=== Provided information ===
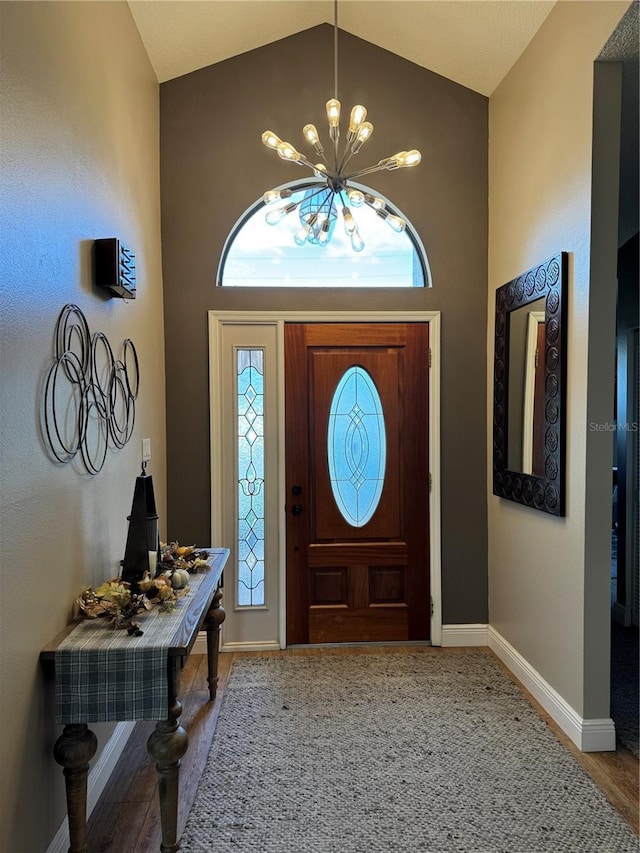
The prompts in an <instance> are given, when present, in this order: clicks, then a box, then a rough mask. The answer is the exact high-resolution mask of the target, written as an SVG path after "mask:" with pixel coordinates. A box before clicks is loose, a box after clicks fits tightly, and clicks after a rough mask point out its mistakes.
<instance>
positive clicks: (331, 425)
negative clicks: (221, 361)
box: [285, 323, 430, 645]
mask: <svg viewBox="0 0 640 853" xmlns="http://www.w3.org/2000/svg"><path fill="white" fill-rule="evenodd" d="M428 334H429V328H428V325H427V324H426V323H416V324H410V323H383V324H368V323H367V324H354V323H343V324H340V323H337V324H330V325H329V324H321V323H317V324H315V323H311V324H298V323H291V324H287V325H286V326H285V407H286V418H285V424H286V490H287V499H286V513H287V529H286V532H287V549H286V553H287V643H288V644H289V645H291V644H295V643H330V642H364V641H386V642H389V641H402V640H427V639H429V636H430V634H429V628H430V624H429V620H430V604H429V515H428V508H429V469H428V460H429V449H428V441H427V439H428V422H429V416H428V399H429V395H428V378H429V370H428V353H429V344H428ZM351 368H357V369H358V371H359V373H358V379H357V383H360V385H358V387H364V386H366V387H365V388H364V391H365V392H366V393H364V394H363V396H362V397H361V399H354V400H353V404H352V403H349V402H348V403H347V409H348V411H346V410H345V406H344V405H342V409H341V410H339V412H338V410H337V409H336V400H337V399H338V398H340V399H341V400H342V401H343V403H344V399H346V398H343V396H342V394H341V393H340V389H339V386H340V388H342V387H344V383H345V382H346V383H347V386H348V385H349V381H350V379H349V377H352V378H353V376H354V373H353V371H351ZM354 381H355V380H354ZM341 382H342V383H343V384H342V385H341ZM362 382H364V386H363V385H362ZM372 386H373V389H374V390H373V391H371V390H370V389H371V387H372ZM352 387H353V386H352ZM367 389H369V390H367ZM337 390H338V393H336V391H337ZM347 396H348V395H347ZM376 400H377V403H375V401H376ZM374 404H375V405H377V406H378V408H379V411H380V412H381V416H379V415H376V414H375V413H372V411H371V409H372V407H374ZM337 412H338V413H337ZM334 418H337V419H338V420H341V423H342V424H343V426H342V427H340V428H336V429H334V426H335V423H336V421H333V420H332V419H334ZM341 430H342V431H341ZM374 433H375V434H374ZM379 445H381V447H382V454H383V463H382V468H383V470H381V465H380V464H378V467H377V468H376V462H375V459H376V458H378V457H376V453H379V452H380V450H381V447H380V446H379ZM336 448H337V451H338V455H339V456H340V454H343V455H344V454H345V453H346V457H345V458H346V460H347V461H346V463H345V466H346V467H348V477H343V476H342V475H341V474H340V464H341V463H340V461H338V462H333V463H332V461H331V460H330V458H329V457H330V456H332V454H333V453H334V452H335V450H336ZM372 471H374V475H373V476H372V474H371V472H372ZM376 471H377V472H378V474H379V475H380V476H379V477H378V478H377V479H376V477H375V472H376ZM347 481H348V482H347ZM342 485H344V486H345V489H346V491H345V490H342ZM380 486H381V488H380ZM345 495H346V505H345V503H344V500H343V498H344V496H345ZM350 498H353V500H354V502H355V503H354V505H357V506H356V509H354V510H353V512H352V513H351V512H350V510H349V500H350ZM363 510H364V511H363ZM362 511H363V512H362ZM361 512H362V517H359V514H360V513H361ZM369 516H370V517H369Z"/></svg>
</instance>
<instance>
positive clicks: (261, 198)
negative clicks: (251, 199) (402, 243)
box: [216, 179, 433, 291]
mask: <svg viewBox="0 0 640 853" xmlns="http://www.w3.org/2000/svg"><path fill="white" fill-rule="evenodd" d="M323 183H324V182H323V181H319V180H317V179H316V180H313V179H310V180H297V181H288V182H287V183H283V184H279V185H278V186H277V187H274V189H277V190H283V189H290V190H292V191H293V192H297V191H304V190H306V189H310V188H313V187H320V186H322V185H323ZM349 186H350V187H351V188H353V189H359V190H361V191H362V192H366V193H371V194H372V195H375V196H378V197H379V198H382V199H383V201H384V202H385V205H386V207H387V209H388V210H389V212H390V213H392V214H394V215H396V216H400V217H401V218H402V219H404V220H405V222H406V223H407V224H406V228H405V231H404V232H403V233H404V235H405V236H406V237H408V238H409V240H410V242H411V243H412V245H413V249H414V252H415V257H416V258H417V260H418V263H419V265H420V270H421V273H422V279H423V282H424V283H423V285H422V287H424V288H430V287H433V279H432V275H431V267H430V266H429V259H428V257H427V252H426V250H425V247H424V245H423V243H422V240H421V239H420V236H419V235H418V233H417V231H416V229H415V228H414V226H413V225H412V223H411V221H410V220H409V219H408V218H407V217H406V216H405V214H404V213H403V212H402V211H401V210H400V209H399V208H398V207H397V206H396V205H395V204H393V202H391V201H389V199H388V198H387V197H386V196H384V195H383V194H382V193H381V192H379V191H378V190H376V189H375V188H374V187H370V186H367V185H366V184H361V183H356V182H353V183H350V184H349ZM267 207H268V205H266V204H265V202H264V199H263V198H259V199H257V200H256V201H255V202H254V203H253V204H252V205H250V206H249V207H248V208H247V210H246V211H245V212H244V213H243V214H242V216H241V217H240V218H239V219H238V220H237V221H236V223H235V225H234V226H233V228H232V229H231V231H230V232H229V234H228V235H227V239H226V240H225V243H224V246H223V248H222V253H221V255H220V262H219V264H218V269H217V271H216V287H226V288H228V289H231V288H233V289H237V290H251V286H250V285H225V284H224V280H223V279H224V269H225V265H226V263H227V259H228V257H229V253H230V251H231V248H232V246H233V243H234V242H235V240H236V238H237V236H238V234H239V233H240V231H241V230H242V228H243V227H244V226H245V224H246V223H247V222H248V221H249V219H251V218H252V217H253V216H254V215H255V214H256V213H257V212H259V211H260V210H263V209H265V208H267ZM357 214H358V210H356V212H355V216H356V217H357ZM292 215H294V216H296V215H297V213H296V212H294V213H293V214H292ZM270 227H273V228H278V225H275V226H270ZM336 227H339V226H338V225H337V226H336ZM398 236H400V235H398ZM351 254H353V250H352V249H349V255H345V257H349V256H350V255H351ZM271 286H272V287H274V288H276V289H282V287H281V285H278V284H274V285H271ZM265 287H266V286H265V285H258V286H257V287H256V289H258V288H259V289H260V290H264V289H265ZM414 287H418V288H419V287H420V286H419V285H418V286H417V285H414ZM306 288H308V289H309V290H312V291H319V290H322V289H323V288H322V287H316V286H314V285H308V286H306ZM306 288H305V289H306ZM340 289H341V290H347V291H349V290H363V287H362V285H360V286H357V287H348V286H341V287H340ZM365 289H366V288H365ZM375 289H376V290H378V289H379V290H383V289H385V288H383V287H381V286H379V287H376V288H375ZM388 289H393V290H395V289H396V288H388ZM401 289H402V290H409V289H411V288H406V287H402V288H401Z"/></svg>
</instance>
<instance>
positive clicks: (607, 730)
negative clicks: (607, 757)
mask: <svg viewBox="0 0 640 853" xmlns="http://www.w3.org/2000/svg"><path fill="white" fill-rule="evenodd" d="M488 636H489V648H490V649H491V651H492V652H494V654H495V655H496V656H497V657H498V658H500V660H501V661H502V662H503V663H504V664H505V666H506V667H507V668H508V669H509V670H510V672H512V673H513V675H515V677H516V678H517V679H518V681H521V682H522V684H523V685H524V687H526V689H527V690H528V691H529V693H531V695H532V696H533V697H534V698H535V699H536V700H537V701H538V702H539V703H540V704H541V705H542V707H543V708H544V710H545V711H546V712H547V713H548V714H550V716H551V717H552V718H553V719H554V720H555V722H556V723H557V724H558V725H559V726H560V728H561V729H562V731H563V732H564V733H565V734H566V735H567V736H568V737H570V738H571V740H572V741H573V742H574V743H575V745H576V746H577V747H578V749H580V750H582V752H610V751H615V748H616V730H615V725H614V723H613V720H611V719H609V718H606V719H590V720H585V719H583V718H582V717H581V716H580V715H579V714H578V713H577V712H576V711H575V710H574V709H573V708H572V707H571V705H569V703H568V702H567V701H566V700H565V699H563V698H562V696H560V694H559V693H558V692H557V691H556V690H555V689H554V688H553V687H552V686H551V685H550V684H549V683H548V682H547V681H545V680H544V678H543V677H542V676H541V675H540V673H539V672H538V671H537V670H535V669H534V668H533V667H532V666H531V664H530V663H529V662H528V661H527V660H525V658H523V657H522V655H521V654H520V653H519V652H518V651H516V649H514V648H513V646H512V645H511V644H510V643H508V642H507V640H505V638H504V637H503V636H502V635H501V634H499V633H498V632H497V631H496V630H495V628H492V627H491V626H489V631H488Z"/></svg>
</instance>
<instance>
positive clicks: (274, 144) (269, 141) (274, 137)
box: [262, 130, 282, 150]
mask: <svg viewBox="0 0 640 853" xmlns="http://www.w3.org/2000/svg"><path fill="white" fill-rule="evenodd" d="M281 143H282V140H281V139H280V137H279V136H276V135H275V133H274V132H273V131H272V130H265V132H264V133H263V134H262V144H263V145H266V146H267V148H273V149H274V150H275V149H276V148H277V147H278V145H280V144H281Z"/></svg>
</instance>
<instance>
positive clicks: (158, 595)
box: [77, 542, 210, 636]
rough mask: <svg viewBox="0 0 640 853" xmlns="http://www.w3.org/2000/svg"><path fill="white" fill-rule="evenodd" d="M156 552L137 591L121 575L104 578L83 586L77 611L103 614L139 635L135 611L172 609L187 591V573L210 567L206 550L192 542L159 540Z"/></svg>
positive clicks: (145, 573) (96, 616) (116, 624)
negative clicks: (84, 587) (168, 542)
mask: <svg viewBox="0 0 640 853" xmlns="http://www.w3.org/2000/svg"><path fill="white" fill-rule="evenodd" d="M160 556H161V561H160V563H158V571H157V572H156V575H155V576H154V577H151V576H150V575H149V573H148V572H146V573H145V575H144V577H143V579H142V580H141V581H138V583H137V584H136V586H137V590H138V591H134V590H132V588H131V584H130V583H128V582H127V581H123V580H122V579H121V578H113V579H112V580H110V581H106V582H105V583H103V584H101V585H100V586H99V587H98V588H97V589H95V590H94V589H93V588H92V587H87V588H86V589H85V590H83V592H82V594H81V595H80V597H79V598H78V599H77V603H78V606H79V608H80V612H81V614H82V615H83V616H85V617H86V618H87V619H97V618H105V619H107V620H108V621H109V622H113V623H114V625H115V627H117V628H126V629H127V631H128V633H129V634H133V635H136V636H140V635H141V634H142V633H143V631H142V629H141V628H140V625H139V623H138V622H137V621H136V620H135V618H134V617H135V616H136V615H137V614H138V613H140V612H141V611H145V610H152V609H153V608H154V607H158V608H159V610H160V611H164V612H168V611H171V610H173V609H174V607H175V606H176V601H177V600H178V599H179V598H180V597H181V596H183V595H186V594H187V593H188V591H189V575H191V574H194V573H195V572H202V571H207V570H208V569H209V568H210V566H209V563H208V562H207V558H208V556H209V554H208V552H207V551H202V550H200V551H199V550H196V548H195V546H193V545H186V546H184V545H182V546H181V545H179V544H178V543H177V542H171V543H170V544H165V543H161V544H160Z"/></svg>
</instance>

=== Activity ===
Your answer must be an exact copy of the lines from the start of the entries through the line with "negative clicks: (221, 361)", with no pictures.

=== Reply ===
The prompts in an <instance> are given, when present, in this order: clicks, then a box, then a rough mask. The answer is the exact high-resolution mask of the target, written as an SVG path after "mask:" with pixel coordinates. A box before clicks is loose, a box after clicks fits tightly, and clicks after a rough mask point out its mistakes.
<instance>
positive clicks: (331, 425)
negative clicks: (221, 361)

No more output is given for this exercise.